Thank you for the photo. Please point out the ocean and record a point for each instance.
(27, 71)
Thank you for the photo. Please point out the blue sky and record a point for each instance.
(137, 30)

--

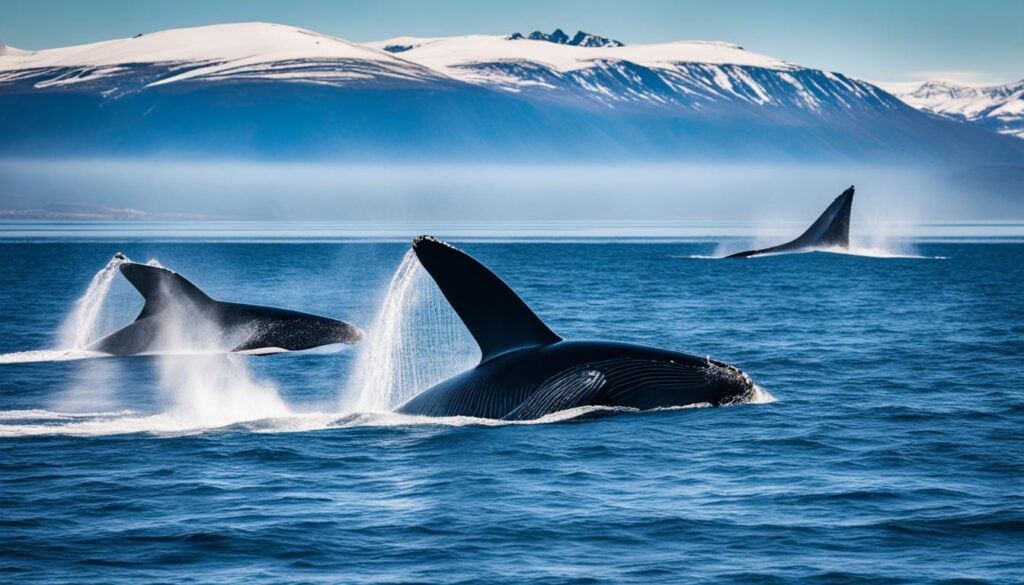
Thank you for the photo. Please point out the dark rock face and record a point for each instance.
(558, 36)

### WHAT NEEDS TO BE DONE
Which lines in the data above contain the word "photo"? Pick them out and copy each one in full.

### FULL SOLUTION
Thank you for the photo. Please point out the ocean and record a point for each instance.
Thank you for the photo. Please point out the blue sky and record a point for each instance.
Thank you for the photo. Please point out the dark rock face and record a point for each instance.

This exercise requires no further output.